Find every line in the records below that contains the word "region", and copy each of those lines in full.

============

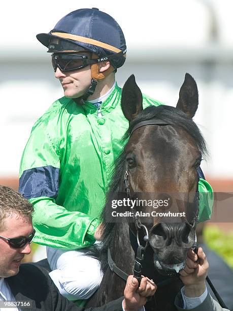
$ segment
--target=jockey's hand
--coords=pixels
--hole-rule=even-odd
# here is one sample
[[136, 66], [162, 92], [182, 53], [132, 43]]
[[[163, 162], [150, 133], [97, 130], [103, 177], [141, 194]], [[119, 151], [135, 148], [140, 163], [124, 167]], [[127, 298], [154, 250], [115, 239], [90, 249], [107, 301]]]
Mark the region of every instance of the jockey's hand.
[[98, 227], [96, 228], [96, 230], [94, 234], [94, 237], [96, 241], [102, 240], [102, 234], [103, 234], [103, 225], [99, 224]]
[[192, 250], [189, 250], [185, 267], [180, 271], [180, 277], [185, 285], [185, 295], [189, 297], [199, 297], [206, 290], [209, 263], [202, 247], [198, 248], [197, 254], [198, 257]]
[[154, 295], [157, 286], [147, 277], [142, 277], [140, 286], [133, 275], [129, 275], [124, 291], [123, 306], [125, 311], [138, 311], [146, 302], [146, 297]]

============

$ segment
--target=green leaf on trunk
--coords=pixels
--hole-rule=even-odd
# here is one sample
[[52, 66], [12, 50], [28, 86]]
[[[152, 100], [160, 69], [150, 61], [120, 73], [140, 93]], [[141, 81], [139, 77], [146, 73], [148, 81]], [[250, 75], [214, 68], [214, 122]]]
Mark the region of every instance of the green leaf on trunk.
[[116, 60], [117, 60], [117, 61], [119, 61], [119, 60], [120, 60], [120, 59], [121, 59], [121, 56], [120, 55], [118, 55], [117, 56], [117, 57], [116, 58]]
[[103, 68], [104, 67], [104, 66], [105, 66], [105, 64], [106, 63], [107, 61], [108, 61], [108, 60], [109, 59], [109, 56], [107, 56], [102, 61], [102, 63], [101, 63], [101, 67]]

============

## Written response
Mark the region of every instance of the jockey's hand.
Mark the region of every instance of the green leaf on trunk.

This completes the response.